------ SUPPLIED MATERIAL ------
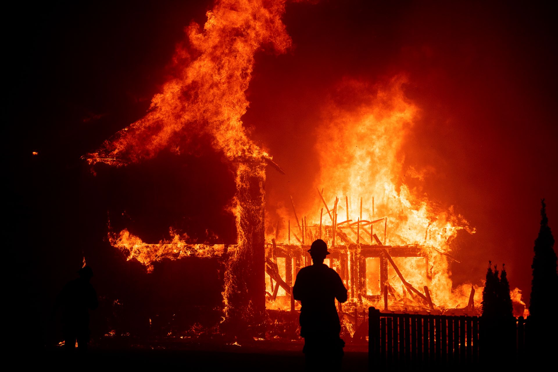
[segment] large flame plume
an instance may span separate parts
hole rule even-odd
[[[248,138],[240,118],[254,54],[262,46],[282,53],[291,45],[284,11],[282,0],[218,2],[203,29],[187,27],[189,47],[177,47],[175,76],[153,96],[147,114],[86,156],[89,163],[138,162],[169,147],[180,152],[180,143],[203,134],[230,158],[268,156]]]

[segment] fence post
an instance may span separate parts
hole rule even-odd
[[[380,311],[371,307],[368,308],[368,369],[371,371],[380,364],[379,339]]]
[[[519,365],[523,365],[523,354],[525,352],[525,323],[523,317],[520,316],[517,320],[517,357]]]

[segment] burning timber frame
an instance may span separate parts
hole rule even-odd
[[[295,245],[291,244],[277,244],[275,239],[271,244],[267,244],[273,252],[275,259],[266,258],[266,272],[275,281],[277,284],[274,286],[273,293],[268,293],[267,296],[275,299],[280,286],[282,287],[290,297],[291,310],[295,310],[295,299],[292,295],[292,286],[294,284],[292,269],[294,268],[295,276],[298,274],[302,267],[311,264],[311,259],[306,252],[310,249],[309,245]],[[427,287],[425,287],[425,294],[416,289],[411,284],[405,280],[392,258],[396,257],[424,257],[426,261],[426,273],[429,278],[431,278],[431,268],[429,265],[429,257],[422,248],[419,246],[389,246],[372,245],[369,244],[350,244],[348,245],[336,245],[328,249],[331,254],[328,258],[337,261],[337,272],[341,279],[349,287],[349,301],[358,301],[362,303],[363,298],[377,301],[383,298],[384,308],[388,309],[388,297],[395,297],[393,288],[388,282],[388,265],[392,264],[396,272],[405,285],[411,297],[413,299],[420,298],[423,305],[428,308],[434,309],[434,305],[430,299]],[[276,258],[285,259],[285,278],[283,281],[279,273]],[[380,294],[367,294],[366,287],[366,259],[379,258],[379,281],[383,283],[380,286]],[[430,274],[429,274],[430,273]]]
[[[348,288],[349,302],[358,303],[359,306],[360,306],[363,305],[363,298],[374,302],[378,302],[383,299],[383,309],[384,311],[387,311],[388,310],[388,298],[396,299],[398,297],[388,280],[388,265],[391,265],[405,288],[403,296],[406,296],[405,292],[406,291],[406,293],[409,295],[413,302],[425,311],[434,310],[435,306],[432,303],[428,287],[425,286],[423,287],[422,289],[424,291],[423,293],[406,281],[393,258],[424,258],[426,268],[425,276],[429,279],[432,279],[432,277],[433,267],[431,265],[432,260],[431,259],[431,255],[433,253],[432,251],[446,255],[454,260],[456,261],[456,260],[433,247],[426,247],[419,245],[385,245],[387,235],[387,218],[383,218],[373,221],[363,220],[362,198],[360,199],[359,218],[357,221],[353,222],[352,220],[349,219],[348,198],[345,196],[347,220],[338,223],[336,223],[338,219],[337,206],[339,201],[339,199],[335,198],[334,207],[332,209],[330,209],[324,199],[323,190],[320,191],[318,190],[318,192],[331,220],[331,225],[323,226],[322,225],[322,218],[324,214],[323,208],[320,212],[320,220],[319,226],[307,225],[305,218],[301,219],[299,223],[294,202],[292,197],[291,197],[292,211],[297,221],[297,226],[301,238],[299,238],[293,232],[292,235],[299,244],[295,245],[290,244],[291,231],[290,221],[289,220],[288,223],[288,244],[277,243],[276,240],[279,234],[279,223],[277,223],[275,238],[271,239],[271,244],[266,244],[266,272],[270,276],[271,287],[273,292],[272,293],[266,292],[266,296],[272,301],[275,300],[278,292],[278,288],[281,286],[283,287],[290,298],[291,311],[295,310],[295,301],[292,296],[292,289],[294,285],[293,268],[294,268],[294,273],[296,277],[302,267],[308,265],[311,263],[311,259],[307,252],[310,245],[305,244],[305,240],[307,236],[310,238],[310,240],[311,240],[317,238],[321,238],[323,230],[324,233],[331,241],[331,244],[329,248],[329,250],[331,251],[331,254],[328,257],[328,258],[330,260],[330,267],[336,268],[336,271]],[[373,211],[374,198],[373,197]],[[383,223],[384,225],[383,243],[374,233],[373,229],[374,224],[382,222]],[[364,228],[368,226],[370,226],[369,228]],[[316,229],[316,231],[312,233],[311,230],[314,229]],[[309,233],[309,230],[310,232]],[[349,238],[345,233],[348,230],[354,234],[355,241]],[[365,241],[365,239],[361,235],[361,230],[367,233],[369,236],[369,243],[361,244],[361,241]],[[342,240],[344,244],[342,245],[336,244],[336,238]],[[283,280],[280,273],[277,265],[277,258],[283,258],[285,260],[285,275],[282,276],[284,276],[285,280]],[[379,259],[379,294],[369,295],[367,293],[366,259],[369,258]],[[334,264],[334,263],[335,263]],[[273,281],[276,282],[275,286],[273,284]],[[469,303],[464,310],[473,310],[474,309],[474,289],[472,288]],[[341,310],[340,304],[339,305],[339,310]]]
------
------ SUPPLIED MATERIAL ------
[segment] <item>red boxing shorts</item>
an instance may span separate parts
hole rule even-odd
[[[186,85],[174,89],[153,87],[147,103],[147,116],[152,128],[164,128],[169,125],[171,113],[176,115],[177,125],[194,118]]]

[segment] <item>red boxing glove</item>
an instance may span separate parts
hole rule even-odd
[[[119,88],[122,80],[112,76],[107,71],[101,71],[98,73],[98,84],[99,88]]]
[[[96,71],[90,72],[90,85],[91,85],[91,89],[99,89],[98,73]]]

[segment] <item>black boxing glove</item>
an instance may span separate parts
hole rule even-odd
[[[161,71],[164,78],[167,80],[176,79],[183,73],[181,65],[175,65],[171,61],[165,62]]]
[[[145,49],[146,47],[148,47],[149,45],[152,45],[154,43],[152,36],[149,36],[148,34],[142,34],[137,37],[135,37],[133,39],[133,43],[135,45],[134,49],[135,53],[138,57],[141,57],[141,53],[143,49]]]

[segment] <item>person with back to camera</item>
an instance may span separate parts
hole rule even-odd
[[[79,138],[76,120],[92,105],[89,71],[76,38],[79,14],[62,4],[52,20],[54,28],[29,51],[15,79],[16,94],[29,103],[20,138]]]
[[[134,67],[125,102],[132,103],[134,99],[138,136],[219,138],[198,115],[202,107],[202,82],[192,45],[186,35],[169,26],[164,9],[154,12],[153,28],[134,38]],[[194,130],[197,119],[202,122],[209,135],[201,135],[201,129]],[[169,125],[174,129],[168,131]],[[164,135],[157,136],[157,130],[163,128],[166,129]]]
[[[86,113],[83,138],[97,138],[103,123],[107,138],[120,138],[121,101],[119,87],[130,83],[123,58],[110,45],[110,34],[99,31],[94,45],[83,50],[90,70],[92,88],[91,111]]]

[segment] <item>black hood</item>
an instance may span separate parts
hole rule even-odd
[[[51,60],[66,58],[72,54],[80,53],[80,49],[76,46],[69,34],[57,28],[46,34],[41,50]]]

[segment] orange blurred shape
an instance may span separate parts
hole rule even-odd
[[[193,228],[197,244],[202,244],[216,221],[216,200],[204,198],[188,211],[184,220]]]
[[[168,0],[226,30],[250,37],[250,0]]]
------
> _DIRECTIONS FOR THIS TASK_
Copy out the listing lines starting at the one containing "[segment] <item>black hood</item>" and ending after the one containing "[[[168,0],[226,30],[250,37],[250,0]]]", with no changes.

> _EXERCISE OUTPUT_
[segment] <item>black hood</item>
an instance may span separate parts
hole rule even-odd
[[[51,60],[66,58],[72,54],[80,53],[80,49],[76,46],[69,34],[57,28],[46,34],[41,50]]]

[segment] orange blurred shape
an instance may span separate parts
hole rule even-odd
[[[193,228],[197,244],[202,244],[216,221],[216,200],[204,198],[188,211],[184,220]]]
[[[168,0],[226,30],[250,37],[250,0]]]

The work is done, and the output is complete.